[[ Data for this exercise, beginning ]]
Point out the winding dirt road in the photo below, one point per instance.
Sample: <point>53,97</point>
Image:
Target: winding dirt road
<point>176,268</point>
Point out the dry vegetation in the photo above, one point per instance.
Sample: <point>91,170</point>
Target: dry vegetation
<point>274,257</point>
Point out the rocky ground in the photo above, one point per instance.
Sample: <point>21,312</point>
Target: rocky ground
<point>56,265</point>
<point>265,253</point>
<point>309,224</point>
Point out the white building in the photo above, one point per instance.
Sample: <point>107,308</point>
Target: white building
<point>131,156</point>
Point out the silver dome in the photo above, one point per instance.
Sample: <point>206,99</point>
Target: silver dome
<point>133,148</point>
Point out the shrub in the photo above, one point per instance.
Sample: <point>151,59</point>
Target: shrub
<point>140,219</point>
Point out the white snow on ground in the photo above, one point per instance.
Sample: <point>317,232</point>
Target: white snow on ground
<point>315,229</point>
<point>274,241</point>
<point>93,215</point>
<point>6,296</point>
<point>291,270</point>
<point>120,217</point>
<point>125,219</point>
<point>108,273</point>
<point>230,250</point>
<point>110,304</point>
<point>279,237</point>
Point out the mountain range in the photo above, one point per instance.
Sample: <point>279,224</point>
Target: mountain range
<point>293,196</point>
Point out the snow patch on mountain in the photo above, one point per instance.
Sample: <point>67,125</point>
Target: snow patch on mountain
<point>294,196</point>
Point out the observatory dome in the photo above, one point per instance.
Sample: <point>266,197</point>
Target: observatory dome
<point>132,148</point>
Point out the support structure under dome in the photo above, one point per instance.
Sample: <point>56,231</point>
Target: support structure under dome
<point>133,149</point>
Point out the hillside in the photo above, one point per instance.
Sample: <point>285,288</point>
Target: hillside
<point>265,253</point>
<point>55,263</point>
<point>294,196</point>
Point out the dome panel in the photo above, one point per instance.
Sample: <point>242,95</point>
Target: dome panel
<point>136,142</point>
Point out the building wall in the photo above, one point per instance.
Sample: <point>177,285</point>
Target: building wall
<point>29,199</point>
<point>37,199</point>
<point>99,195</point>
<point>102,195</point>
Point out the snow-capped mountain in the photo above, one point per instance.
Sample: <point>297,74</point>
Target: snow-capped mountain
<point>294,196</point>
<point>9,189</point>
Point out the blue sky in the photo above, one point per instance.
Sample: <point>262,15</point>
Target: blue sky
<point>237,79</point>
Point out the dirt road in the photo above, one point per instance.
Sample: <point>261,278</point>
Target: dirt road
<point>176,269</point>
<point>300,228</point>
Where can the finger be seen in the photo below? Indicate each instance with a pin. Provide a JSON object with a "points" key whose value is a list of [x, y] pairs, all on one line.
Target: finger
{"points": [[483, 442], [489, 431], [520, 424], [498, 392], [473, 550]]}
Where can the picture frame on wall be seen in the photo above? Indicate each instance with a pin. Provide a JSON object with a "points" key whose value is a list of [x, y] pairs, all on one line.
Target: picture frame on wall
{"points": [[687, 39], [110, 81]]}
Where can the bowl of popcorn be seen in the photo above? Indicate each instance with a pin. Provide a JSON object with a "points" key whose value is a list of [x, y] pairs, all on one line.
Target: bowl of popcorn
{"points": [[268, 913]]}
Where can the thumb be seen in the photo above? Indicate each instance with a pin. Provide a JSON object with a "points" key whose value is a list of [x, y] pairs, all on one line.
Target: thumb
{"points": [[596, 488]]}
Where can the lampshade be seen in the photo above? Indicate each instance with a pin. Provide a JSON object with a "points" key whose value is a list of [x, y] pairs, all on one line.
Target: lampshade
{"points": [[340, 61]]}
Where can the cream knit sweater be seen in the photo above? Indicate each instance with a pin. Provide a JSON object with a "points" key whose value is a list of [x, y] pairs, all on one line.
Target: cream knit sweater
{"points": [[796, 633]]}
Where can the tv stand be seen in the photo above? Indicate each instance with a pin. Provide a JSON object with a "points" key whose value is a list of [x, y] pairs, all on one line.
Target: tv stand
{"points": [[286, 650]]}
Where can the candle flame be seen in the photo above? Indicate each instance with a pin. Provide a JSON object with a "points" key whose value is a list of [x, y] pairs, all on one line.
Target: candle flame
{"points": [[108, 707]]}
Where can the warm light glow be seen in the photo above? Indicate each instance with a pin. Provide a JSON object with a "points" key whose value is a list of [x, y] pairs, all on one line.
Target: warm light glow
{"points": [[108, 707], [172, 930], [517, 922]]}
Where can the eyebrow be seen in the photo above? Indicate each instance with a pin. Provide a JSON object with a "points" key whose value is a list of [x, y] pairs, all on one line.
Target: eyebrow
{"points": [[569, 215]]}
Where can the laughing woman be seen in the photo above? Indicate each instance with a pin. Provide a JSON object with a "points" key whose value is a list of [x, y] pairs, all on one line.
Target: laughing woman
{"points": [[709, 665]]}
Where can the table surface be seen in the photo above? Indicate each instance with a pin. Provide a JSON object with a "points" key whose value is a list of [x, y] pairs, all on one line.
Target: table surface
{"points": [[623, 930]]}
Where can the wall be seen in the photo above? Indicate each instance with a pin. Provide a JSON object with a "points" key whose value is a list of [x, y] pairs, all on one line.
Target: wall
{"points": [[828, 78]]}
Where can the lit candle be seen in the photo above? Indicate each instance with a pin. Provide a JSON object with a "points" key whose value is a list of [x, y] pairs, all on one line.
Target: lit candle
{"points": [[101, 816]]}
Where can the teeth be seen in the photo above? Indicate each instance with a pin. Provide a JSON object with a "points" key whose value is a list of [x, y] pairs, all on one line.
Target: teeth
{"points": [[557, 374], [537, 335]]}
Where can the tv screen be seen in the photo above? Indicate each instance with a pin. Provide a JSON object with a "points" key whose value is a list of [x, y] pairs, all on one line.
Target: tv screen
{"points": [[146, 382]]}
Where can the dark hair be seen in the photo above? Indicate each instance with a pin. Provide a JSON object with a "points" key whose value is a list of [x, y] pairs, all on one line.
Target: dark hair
[[ Data for this exercise, end ]]
## Directions for this task
Restate word for word the lines of the data above, starting at the line containing "Point out the shrub" and ending at the line containing "Sample: <point>317,232</point>", both included, and nothing more.

## Problem solution
Point out the shrub in the photo above, one point per instance.
Sample: <point>151,59</point>
Target: shrub
<point>140,219</point>
Point out the white snow on ground in the photo above, one point per instance.
Sample: <point>317,232</point>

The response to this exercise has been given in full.